The task: Skipping any pictures, give all of the records below again exactly.

Stored data:
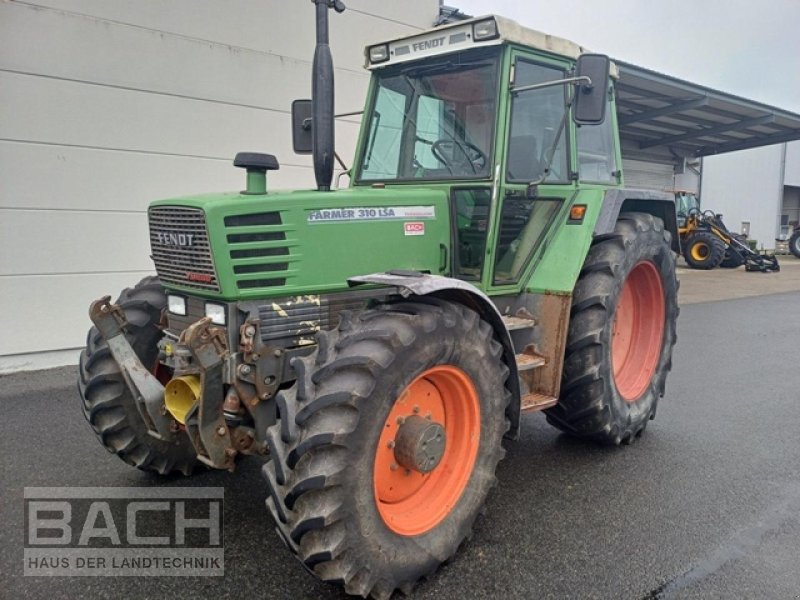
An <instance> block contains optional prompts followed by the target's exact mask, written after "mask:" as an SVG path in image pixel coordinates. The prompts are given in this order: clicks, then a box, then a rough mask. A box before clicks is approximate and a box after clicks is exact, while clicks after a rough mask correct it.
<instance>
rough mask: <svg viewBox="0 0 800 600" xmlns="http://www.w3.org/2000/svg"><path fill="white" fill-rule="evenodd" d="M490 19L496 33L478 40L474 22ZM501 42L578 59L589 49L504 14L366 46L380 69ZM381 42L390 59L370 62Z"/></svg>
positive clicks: (380, 45)
mask: <svg viewBox="0 0 800 600" xmlns="http://www.w3.org/2000/svg"><path fill="white" fill-rule="evenodd" d="M489 20H494V22H495V23H496V24H497V36H495V37H492V38H487V39H483V40H475V39H474V38H473V35H472V34H473V25H474V24H476V23H482V22H484V21H489ZM500 44H518V45H520V46H526V47H529V48H533V49H536V50H541V51H544V52H548V53H550V54H554V55H556V56H563V57H567V58H570V59H573V60H574V59H577V58H578V57H579V56H580V55H581V54H584V53H586V52H588V50H587V49H586V48H584V47H583V46H580V45H578V44H576V43H575V42H571V41H569V40H566V39H564V38H560V37H557V36H554V35H548V34H546V33H542V32H541V31H537V30H535V29H530V28H528V27H523V26H522V25H520V24H519V23H517V22H516V21H512V20H511V19H507V18H505V17H500V16H497V15H485V16H482V17H474V18H471V19H466V20H463V21H457V22H455V23H448V24H446V25H442V26H439V27H434V28H431V29H428V30H426V31H423V32H421V33H417V34H414V35H411V36H404V37H400V38H394V39H391V40H386V41H381V42H378V43H375V44H370V45H369V46H367V47H366V49H365V55H366V68H367V69H379V68H382V67H386V66H389V65H394V64H398V63H404V62H409V61H412V60H418V59H420V58H425V57H428V56H436V55H440V54H448V53H450V52H459V51H462V50H467V49H469V48H482V47H486V46H497V45H500ZM382 45H388V50H389V52H388V57H387V59H385V60H383V61H381V62H380V63H373V62H371V61H370V55H369V51H370V48H374V47H376V46H382ZM611 74H612V75H613V76H615V77H616V76H617V68H616V66H615V65H614V64H613V63H612V66H611Z"/></svg>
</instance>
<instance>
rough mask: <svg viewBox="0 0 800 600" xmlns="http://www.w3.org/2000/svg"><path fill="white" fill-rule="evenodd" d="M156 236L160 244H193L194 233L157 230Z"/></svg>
mask: <svg viewBox="0 0 800 600" xmlns="http://www.w3.org/2000/svg"><path fill="white" fill-rule="evenodd" d="M156 237H157V238H158V243H159V244H161V245H162V246H183V247H188V246H193V245H194V234H193V233H178V232H177V231H166V232H164V231H157V232H156Z"/></svg>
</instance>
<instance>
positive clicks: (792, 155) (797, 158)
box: [783, 141, 800, 186]
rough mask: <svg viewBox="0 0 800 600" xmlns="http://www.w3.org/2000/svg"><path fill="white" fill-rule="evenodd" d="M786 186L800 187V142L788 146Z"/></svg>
mask: <svg viewBox="0 0 800 600" xmlns="http://www.w3.org/2000/svg"><path fill="white" fill-rule="evenodd" d="M783 184H784V185H794V186H800V141H798V142H790V143H789V144H786V170H785V173H784V179H783Z"/></svg>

Task result:
An <instance> block contains optional prompts followed by the target's exact mask, written after "mask:" as an SVG path in image pixel coordinates. The prompts are given in this order: clicks, then a box, then a rough mask. A box before clicks is approximate and a box after clicks is exact, while clicks after a rough mask correct it.
<instance>
rough mask: <svg viewBox="0 0 800 600" xmlns="http://www.w3.org/2000/svg"><path fill="white" fill-rule="evenodd" d="M490 19L496 33L478 40L474 22ZM501 42L578 59L589 49L504 14L366 46L380 69ZM381 42L390 59L370 62Z"/></svg>
positive clicks: (380, 45)
mask: <svg viewBox="0 0 800 600" xmlns="http://www.w3.org/2000/svg"><path fill="white" fill-rule="evenodd" d="M489 20H494V22H495V23H496V24H497V36H495V37H492V38H487V39H483V40H475V39H474V38H473V35H472V34H473V25H474V24H476V23H482V22H484V21H489ZM500 44H518V45H520V46H526V47H529V48H533V49H536V50H541V51H544V52H548V53H550V54H554V55H556V56H563V57H567V58H570V59H573V60H574V59H577V58H578V57H579V56H580V55H581V54H584V53H586V52H588V50H587V49H586V48H584V47H583V46H580V45H578V44H576V43H575V42H571V41H569V40H566V39H564V38H560V37H557V36H554V35H548V34H546V33H542V32H541V31H537V30H535V29H530V28H528V27H523V26H522V25H520V24H519V23H517V22H516V21H512V20H511V19H507V18H505V17H500V16H497V15H485V16H482V17H474V18H471V19H466V20H463V21H457V22H455V23H448V24H446V25H442V26H439V27H434V28H431V29H428V30H426V31H423V32H421V33H417V34H414V35H411V36H404V37H400V38H394V39H391V40H386V41H381V42H378V43H375V44H370V45H369V46H367V47H366V49H365V55H366V68H367V69H379V68H382V67H386V66H389V65H394V64H398V63H404V62H409V61H412V60H418V59H420V58H425V57H428V56H436V55H440V54H448V53H450V52H459V51H462V50H467V49H469V48H482V47H486V46H497V45H500ZM382 45H388V50H389V52H388V57H387V59H385V60H383V61H381V62H380V63H373V62H371V61H370V55H369V51H370V48H374V47H376V46H382ZM611 74H612V75H613V76H615V77H616V76H617V68H616V66H615V65H614V64H613V63H612V66H611Z"/></svg>
</instance>
<instance>
rough mask: <svg viewBox="0 0 800 600" xmlns="http://www.w3.org/2000/svg"><path fill="white" fill-rule="evenodd" d="M156 236L160 244H193L194 233L157 230Z"/></svg>
mask: <svg viewBox="0 0 800 600" xmlns="http://www.w3.org/2000/svg"><path fill="white" fill-rule="evenodd" d="M156 237H157V238H158V243H159V244H161V245H162V246H183V247H188V246H193V245H194V234H193V233H178V232H177V231H166V232H164V231H157V232H156Z"/></svg>
</instance>
<instance>
positive clicks: (792, 155) (797, 158)
box: [783, 141, 800, 186]
rough mask: <svg viewBox="0 0 800 600" xmlns="http://www.w3.org/2000/svg"><path fill="white" fill-rule="evenodd" d="M786 186L800 187V142L788 146Z"/></svg>
mask: <svg viewBox="0 0 800 600" xmlns="http://www.w3.org/2000/svg"><path fill="white" fill-rule="evenodd" d="M783 184H784V185H794V186H800V141H798V142H790V143H789V144H786V170H785V173H784V179H783Z"/></svg>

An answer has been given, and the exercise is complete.